[BEGIN]

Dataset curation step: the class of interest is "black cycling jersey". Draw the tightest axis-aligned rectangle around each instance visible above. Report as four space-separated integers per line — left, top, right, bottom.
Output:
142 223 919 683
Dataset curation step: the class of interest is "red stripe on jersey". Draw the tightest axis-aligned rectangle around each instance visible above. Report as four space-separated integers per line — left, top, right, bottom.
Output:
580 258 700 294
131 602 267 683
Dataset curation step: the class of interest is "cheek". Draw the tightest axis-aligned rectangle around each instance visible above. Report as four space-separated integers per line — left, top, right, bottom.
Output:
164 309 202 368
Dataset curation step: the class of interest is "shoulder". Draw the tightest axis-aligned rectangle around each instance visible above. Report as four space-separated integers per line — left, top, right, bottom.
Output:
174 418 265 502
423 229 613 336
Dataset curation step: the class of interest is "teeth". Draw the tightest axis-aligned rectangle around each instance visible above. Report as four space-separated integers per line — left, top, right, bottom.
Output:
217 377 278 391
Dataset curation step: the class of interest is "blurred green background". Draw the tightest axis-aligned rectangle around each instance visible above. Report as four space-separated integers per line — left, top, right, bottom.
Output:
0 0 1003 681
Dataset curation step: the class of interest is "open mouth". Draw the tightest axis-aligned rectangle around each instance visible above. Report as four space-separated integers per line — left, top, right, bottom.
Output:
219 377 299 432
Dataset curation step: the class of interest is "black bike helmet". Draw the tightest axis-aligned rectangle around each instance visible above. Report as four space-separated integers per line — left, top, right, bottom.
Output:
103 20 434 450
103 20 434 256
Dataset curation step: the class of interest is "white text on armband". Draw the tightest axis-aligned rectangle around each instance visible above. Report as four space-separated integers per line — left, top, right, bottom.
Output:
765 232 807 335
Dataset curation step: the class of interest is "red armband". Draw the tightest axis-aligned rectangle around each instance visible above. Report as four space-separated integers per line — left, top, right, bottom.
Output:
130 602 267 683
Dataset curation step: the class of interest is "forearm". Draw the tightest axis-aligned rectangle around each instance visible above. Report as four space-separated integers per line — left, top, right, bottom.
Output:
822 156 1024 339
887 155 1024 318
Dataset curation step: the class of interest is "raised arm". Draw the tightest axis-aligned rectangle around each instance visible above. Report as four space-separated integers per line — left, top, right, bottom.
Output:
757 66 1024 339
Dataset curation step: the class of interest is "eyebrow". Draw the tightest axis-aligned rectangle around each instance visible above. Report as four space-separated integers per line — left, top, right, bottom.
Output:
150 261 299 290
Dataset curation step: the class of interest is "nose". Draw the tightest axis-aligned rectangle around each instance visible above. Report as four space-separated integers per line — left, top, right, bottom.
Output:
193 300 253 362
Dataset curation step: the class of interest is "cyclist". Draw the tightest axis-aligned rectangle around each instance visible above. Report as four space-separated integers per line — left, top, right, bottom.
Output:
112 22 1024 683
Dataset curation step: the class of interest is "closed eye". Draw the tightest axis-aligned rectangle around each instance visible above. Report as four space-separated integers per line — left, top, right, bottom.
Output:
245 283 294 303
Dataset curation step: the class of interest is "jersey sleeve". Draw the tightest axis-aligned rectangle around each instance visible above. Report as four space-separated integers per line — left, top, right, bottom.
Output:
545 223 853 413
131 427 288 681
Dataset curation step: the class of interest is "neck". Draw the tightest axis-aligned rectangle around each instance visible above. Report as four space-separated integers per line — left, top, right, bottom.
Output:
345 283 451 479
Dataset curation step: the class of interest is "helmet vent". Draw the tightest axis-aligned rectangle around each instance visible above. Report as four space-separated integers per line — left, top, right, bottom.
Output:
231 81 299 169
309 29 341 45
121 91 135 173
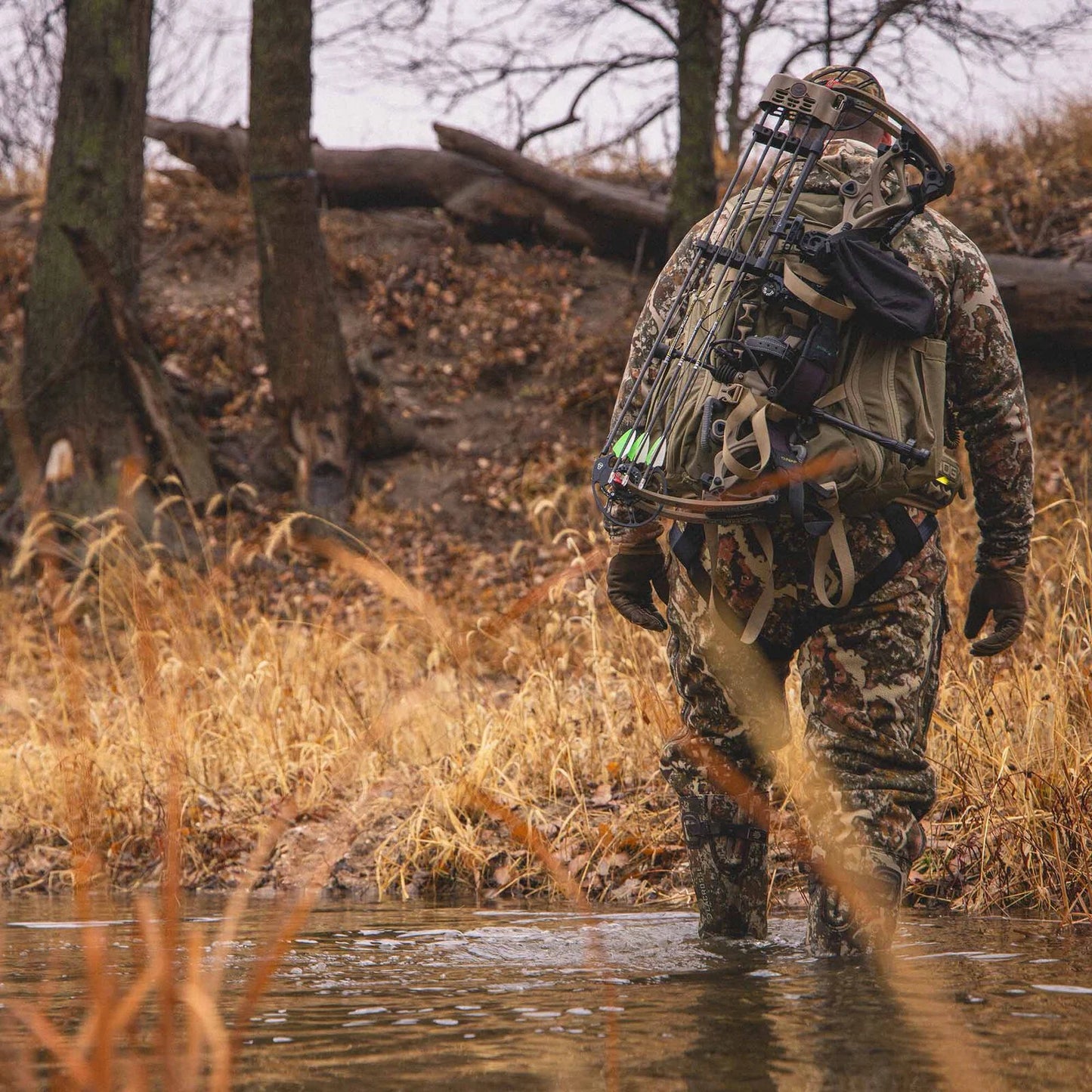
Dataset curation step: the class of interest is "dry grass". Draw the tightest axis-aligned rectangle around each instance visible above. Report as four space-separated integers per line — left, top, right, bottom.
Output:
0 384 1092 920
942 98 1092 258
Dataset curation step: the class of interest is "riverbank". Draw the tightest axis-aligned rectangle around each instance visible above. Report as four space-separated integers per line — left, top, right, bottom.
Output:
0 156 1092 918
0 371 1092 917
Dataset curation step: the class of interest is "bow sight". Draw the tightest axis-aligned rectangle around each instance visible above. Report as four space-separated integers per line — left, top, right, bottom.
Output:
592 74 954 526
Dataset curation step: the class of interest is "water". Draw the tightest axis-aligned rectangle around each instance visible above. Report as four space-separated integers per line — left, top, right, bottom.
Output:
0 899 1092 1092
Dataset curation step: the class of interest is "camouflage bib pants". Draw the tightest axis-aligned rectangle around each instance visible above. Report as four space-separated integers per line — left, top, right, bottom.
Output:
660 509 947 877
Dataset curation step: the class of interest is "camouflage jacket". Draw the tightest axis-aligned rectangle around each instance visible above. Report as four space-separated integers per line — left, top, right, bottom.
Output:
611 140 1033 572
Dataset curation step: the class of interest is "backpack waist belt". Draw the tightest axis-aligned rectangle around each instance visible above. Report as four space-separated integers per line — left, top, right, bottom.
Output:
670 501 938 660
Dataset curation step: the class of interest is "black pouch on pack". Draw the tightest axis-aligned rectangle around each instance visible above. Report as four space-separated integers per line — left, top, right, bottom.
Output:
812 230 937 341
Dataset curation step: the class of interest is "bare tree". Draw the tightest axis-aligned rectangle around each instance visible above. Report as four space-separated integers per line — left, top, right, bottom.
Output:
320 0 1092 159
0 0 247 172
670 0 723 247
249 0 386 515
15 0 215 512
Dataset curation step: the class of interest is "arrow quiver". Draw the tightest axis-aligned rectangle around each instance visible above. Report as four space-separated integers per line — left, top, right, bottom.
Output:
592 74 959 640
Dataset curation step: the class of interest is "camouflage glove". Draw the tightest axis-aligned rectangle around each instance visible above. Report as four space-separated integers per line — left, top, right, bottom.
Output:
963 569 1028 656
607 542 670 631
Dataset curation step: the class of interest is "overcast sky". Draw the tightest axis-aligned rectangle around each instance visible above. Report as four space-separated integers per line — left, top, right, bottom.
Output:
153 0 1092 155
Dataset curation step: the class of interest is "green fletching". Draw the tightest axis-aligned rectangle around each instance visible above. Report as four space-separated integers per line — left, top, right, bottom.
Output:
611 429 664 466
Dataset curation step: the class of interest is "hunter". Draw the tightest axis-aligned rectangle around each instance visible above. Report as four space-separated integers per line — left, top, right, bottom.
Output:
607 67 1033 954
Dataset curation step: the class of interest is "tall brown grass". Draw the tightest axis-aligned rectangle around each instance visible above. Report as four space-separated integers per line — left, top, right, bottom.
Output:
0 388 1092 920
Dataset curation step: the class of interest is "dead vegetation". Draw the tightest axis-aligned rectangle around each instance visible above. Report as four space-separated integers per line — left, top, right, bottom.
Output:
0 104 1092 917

[END]
[BEGIN]

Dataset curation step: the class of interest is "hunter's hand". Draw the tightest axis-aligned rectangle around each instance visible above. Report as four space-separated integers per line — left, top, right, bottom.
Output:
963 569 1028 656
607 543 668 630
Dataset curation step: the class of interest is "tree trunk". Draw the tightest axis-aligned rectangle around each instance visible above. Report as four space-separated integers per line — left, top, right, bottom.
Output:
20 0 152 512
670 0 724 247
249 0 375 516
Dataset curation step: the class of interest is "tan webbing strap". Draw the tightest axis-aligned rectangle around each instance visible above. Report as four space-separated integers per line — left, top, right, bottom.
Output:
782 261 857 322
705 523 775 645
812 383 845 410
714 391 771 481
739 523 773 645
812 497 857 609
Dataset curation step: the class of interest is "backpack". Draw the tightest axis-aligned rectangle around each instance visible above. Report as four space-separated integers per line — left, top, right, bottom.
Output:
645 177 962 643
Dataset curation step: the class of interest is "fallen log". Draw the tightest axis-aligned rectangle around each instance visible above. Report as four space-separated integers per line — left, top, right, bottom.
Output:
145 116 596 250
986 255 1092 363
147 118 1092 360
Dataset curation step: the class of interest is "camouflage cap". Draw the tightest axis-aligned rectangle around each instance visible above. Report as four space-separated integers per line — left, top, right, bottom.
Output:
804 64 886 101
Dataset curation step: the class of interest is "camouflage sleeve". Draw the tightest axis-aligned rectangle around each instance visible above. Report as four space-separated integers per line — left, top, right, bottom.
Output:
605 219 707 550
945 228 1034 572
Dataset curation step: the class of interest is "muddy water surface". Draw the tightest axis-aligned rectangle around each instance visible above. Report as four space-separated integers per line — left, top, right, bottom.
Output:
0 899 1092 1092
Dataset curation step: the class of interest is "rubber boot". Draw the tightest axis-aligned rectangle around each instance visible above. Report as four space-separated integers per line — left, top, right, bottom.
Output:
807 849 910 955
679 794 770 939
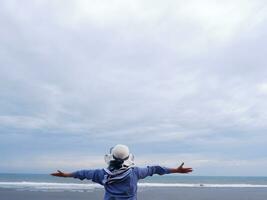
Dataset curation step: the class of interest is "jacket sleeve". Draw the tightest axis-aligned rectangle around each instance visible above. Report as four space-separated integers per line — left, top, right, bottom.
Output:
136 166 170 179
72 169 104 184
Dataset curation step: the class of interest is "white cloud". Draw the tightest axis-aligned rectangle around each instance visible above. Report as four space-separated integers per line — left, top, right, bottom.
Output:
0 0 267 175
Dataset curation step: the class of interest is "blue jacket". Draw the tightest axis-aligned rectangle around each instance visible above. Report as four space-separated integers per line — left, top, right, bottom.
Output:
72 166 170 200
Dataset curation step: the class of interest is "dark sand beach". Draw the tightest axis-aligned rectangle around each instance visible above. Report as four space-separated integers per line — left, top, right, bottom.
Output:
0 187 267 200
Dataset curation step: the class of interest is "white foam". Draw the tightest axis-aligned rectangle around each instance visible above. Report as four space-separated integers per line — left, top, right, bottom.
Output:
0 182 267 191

[END]

[TASK INSTRUCTIONS]
Report how many lines in the entries above contain the string "cyclist". Give only the number.

[OUTPUT FOR THIS TASK]
1